» ÉNONCÉ DU PROBLÈME 1
Quelles lignes des enregistrements contiennent la chaîne « rider » ? Relevez-les toutes intégralement.

» TEXTE SOURCE
L'environnement dans lequel Hans-Jürgen Greif a grandi est fondamental pour comprendre son rapport aux langues. La Sarre, sa région natale, est caractérisée par une histoire politique instable et une situation linguistique complexe.

  • Instabilité politique : La Sarre a changé huit fois de nationalité entre 1792 et 1955. Greif souligne que son père a changé cinq fois de passeport au cours de sa vie. De 1947 à 1957, la région avait le statut de protectorat français, avec le franc français comme devise jusqu'en 1954. Le référendum du 23 octobre 1955 a vu 67,7 % de la population voter en faveur du retour à l'Allemagne, un événement politique marquant pour l'adolescent de quatorze ans qu'il était alors.
  • Situation diglossique et bilingue : Le paysage linguistique de la Sarre était composé de quatre systèmes :
    • L'allemand standard (Hochdeutsch) : La langue des échanges formels, de l'école et de la maison familiale de Greif.
    • Les dialectes franciques : Le francique mosellan (Moselfränkisch) et le francique rhénan (Rheinfränkisch), qui étaient les langues de la rue et des interactions informelles.
    • Le français : Langue présente en raison de la proximité géographique et du statut politique de la Sarre.

Cette coexistence de plusieurs langues et registres a exposé Greif dès son plus jeune âge à une réalité de code switching (alternance de code) permanente.

2. La Hiérarchie des Langues : Cœur, Raison et Paternité

Le parcours linguistique de Greif est marqué par une répartition affective et fonctionnelle très nette entre les différentes langues qu'il maîtrise.

L'italien : La langue maternelle et affective

  • Première langue : L'italien est la première langue que Greif a entendue et parlée. Sa mère, d'origine italienne, s'adressait à lui en italien, contournant l'ordre de son père qui exigeait que l'on parle allemand aux enfants.
  • "La langue de l'amour" : Greif associe explicitement l'italien à l'amour maternel. C'était leur langue secrète, utilisée lorsqu'ils étaient seuls.
  • Apprentissage tardif de l'écriture : Bien que ce soit sa "véritable langue maternelle", il a appris à lire et à écrire l'italien sur le tard. Sa pratique s'est ensuite estompée, notamment après avoir dû abandonner l'enseignement de la littérature italienne à l'Université Laval par manque de temps.

L'allemand : La langue paternelle et de la formation

  • Langue de l'autorité : L'allemand standard était la langue imposée par son père à la maison. Toute utilisation de dialecte y était proscrite. Son père, "sarrois allemand dans l'âme", craignait le pouvoir de séduction de la culture française et voulait inculquer à ses fils une forte conscience de la langue allemande.
  • Apprentissage structuré : C'est son père qui lui a appris à lire, à écrire et à comprendre la structure de l'allemand, notamment la formation des mots composés (ex: Bratofen). Cet apprentissage fut une période "extraordinaire et fascinante".

» ÉNONCÉ DU PROBLÈME 2
Répondez d'après le texte source :
(a) Combien de fois la Sarre a-t-elle changé de nationalité entre 1792 et 1955 ?
(b) Quel pourcentage de la population a voté pour le retour à l'Allemagne lors du référendum du 23 octobre 1955 ?
(c) Qui a appris à Greif à lire et à écrire l'allemand ?

» DONNÉES FOURNIES
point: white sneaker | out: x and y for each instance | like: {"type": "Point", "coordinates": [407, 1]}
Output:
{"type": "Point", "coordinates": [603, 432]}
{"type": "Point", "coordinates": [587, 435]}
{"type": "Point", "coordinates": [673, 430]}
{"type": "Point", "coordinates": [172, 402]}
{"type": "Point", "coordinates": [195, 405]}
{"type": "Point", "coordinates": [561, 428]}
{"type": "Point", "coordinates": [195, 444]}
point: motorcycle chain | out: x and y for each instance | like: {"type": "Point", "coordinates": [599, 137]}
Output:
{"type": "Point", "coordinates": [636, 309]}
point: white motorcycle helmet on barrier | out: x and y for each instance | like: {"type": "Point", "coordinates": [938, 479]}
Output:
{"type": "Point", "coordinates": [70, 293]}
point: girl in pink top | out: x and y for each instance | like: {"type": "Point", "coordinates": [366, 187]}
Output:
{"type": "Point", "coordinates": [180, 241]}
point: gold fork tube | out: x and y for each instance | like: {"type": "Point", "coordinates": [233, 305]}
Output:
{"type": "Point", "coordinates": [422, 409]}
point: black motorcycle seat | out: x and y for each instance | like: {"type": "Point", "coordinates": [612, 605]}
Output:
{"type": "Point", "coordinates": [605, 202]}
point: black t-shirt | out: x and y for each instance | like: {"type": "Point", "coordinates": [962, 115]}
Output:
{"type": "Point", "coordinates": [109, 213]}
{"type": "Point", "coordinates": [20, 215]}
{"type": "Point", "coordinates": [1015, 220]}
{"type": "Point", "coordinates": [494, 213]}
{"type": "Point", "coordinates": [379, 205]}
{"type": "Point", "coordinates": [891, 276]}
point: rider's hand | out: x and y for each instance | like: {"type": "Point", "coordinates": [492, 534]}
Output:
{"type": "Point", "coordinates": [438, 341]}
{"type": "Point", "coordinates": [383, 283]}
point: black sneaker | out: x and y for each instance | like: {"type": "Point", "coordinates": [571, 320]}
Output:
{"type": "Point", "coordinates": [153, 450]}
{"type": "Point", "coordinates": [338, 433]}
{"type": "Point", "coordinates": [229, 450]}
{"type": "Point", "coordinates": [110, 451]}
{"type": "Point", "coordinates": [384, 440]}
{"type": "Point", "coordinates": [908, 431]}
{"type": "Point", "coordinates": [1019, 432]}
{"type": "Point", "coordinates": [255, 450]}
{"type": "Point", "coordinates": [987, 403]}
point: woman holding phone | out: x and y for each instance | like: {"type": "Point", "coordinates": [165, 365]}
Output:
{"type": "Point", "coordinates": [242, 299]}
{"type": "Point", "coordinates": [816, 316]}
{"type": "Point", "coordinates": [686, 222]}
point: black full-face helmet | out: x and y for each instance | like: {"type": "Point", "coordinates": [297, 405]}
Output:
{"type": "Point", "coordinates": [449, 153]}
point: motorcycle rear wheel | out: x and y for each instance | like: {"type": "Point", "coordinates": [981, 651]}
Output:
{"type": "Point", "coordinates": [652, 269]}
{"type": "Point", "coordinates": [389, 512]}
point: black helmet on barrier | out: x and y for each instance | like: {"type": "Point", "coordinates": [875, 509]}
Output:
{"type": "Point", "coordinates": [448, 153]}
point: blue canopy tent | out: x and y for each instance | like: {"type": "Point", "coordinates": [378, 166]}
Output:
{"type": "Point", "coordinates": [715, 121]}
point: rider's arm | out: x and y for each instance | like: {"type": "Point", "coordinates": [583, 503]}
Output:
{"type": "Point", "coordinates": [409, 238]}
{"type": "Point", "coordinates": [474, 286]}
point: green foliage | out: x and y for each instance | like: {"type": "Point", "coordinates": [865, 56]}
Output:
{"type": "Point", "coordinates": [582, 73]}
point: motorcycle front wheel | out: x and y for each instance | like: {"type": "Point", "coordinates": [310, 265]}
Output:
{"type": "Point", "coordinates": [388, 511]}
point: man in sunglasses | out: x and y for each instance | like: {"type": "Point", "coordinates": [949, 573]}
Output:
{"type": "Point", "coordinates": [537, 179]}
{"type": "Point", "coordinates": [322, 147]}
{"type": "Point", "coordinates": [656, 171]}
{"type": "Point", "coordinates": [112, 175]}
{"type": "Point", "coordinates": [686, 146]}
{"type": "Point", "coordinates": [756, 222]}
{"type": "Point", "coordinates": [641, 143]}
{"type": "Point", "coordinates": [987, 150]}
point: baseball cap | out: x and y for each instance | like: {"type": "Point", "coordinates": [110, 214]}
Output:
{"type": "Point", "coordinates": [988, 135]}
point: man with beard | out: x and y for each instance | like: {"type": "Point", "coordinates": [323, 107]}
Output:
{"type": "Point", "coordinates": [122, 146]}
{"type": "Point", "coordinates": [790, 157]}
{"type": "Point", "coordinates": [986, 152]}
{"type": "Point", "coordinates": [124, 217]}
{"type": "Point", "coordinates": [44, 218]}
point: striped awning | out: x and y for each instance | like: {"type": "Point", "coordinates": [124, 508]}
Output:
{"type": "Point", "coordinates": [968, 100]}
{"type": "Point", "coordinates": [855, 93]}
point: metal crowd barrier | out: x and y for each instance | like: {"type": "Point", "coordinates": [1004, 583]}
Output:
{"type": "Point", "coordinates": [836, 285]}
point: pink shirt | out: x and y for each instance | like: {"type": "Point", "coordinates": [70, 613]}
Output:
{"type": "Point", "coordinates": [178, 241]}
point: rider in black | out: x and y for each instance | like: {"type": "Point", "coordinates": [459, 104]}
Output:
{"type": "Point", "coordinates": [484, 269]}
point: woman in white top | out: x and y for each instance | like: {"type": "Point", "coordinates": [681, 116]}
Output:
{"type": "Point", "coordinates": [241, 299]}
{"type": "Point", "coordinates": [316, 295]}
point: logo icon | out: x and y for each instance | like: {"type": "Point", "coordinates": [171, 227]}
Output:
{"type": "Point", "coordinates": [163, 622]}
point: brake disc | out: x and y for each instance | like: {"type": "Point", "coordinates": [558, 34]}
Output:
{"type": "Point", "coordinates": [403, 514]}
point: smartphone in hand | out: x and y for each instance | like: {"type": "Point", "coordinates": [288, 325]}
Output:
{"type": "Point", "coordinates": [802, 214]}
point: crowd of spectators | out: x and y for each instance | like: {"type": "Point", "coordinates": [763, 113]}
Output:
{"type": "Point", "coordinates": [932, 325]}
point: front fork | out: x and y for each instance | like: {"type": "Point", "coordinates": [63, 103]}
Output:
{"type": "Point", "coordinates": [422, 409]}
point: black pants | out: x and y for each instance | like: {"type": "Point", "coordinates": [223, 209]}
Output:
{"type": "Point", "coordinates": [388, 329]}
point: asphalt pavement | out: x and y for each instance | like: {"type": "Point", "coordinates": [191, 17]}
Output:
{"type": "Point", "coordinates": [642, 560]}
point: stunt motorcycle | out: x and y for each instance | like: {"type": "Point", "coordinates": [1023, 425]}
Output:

» RÉPONSE CORRECTE 1
point: rider's hand | out: x and y for each instance | like: {"type": "Point", "coordinates": [492, 534]}
point: rider's arm | out: x and y for each instance | like: {"type": "Point", "coordinates": [583, 503]}
point: rider in black | out: x and y for each instance | like: {"type": "Point", "coordinates": [459, 104]}

» RÉPONSE CORRECTE 2
(a) Huit fois.
(b) 67,7 %.
(c) Son père.